● Work to be completed: Reproduce the data below, replacing every occurrence of "black insect" with "dark beetle" and keeping everything else unchanged.

● Record set:
.....
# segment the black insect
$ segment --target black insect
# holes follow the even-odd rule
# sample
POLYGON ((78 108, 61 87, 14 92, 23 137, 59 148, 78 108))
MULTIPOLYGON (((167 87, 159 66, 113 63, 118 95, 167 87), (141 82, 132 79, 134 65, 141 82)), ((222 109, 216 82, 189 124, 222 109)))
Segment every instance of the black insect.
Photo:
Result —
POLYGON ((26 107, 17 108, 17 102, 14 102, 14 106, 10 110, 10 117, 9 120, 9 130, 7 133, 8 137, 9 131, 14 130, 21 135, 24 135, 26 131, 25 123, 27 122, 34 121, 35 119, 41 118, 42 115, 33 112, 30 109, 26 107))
.....
● Exercise answer:
# segment the dark beetle
$ segment --target dark beetle
# holes follow the even-odd rule
# sample
POLYGON ((78 108, 61 87, 14 92, 23 137, 59 148, 78 108))
MULTIPOLYGON (((167 87, 159 66, 113 63, 118 95, 167 87), (141 82, 132 79, 134 65, 141 82)), ((222 109, 216 82, 189 124, 222 109)))
Segment every instance of the dark beetle.
Photo:
Result —
POLYGON ((26 107, 17 108, 17 102, 14 102, 14 106, 10 110, 10 117, 9 120, 9 130, 7 133, 8 137, 9 131, 14 130, 21 135, 24 135, 26 131, 25 123, 27 122, 34 121, 35 119, 41 118, 42 115, 33 112, 30 109, 26 107))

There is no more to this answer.